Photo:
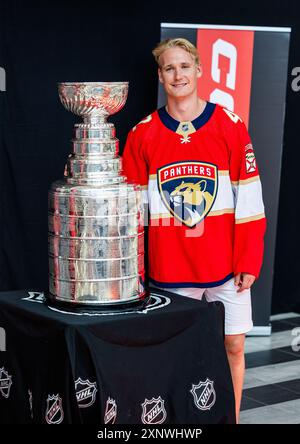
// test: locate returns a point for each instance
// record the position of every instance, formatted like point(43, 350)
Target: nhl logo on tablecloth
point(54, 410)
point(85, 392)
point(188, 190)
point(250, 159)
point(154, 411)
point(110, 411)
point(5, 383)
point(204, 394)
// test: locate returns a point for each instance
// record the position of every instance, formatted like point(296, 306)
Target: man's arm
point(250, 221)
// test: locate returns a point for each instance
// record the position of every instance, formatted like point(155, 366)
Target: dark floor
point(272, 381)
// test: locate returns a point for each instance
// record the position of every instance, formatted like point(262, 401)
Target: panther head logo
point(194, 198)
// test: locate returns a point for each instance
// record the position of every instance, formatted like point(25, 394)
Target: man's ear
point(199, 70)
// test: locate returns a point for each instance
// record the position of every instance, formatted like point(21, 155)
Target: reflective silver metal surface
point(96, 227)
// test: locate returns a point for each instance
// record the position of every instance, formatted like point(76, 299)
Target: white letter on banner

----

*WORK TO COMPLETE:* Duplicate everything from the first of the rows above down to and including the line that contains "point(204, 394)". Leave the pictures out of your copy.

*THE OUTPUT:*
Photo:
// test: locate returns a point for each instance
// record the position of every instance, formatted like point(43, 350)
Target: nhl logo on tablecloth
point(54, 410)
point(85, 392)
point(188, 190)
point(250, 159)
point(154, 411)
point(110, 411)
point(5, 383)
point(204, 394)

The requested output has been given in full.